PAGE EXTRACT:
☆ ☆ ☆ ☆ ☆ ☆ ☆
The purpose of this paper is to review and analyze Albert Hirschman’s landmark book Development Projects Observed, share its insights for managing big projects, discuss its theoretical implications and how it may contribute to the current understanding of project behavior, project management (PM), and in what way it may encourage the rethinking of PM.

Design/methodology/approach

The paper is based on an in-depth analysis of Hirschman’s book. The paper draws on the writings of Jeremy Adelman who authored Hirschman’s biography, Cass Sunstein and Michele Alacevich who, respectively, wrote the foreword and afterword of the Brookings Institution classic published in 2014. It also profits from the work of Robert Picciotto who first met Hirschman in 1964, and Bent Flyvbjerg who recently offered a test of validity for Hirschman’s “Hiding Hand” principle.
☆ ☆ ☆ ☆ ☆ ☆ ☆
[Collection entries]
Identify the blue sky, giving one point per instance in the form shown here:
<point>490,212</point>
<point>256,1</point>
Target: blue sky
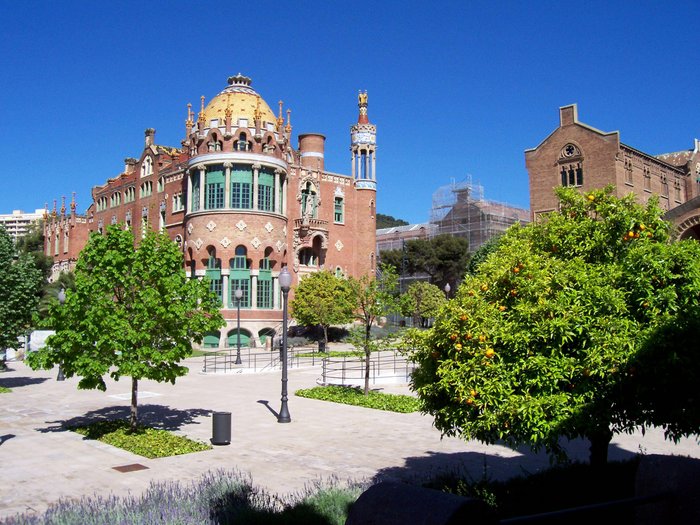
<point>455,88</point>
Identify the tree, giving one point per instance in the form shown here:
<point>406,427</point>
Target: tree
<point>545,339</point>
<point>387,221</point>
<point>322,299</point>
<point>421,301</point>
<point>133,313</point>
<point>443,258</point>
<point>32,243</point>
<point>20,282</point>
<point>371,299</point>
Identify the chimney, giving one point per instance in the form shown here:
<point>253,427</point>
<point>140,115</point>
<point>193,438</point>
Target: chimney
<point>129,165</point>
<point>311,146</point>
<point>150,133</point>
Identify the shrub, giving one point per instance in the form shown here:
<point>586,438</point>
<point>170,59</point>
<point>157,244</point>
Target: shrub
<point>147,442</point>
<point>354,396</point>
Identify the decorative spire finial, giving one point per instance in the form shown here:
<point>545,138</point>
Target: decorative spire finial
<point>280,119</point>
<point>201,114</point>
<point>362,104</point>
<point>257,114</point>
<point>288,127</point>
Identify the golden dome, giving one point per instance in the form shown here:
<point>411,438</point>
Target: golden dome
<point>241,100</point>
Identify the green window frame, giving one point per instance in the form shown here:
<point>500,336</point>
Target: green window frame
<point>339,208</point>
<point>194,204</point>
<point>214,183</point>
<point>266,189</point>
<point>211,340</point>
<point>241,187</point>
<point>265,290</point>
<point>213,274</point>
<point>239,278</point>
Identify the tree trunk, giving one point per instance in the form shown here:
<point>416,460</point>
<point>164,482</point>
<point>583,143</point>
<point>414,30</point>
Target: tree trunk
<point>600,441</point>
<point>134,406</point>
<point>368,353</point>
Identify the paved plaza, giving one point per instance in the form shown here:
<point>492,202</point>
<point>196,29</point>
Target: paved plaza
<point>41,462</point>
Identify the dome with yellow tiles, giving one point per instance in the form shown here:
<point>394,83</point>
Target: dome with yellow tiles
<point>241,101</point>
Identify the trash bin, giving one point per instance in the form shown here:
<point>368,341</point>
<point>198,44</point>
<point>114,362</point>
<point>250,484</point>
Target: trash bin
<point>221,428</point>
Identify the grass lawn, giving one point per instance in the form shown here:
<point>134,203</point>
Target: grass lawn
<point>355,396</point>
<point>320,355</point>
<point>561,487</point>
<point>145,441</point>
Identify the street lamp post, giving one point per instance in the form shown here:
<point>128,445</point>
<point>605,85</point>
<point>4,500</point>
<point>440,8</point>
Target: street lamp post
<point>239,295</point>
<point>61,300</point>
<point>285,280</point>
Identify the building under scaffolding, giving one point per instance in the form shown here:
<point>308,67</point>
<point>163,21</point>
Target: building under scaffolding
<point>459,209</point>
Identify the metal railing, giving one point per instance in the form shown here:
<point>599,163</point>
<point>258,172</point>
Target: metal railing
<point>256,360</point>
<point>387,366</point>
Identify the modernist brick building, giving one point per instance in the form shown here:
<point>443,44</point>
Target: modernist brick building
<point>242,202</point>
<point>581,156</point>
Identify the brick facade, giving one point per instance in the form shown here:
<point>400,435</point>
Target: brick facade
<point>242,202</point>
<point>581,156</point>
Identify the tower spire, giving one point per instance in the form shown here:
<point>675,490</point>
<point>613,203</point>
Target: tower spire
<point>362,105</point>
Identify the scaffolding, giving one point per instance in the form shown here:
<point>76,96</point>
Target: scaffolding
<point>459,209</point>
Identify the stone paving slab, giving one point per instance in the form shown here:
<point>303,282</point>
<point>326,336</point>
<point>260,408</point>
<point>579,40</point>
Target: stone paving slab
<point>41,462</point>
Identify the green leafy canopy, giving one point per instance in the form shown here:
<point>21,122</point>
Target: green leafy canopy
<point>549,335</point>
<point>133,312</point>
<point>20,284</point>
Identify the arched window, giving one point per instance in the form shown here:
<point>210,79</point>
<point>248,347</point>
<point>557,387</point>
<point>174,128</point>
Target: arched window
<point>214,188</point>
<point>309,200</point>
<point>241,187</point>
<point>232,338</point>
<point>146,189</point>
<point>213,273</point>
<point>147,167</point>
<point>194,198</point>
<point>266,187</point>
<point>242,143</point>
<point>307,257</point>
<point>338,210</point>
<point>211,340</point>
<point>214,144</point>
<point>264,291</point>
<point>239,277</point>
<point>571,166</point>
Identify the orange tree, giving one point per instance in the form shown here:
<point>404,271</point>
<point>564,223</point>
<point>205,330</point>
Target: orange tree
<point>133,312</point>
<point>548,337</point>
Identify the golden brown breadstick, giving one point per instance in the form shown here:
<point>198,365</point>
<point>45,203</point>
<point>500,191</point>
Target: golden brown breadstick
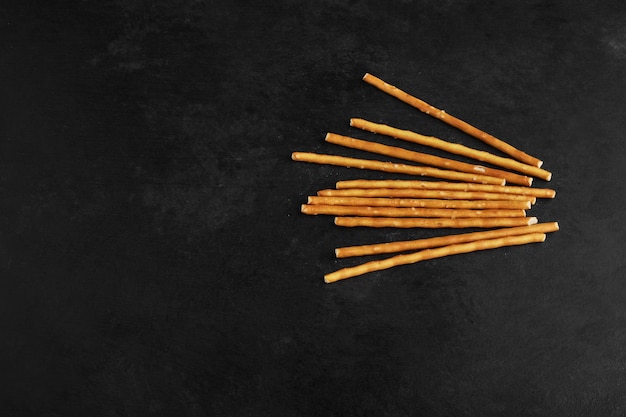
☆ ☆ ☆ ☆ ☆ ☆ ☆
WORK TO COMPLETE:
**a.** Answer these questions about the abstract on Hirschman's book:
(i) Which book does the paper set out to review and analyze?
(ii) Who wrote the foreword and who wrote the afterword of the Brookings Institution classic published in 2014?
(iii) In what year did Robert Picciotto first meet Hirschman?
**b.** Can you sum up the abstract on Hirschman's book in two sentences?
**c.** Write the next part of the abstract on Hirschman's book, beginning after its last sentence.

EXERCISE ANSWERS:
**a.**
(i) Albert Hirschman's book Development Projects Observed.
(ii) Cass Sunstein wrote the foreword, and Michele Alacevich wrote the afterword.
(iii) 1964.

**b.** The paper reviews and analyzes Albert Hirschman's book Development Projects Observed, sharing its insights for managing big projects and discussing its theoretical implications for understanding project behavior and rethinking project management. It rests on an in-depth analysis of the book and draws on the work of Jeremy Adelman, Cass Sunstein, Michele Alacevich, Robert Picciotto, and Bent Flyvbjerg.

**c.**
Findings

Albert Hirschman was an original thinker and, the authors argue in many ways, a father of PM scholarship. His ideas had profound implications for social sciences and lasting influence in academy, policy, and practice. Although, to a great extent based on studies of projects, his ideas have had surprisingly little impact on modern writings of PM. This paper contributes to amending this weakness in current literature on PM. The authors identify in Hirschman’s book a set of core ideas that possess analytical power for explaining problems in contemporary PM. They include the principle of the Hiding Hand, the power of context, the role of complexity and uncertainty, the unexpected project effects, project traits, and latitudes/disciplines. For all his work and way of research, the authors conclude that Hirschman is not only an early behavioral theorist in PM but equally an early rethinker of PM.

Originality/value

This is the first paper that offers a discussion of Hirschman’s ideas on contemporary projects, how to understand them, their behavior, including the principle of the Hiding Hand and other important nuggets of wisdom in his research such as the significance of project traits, latitudes, and disciplines. The authors discuss in what respects these ideas may enlighten PM practice and theory. This paper also conveys the novel idea that Hirschman is an early rethinker of PM.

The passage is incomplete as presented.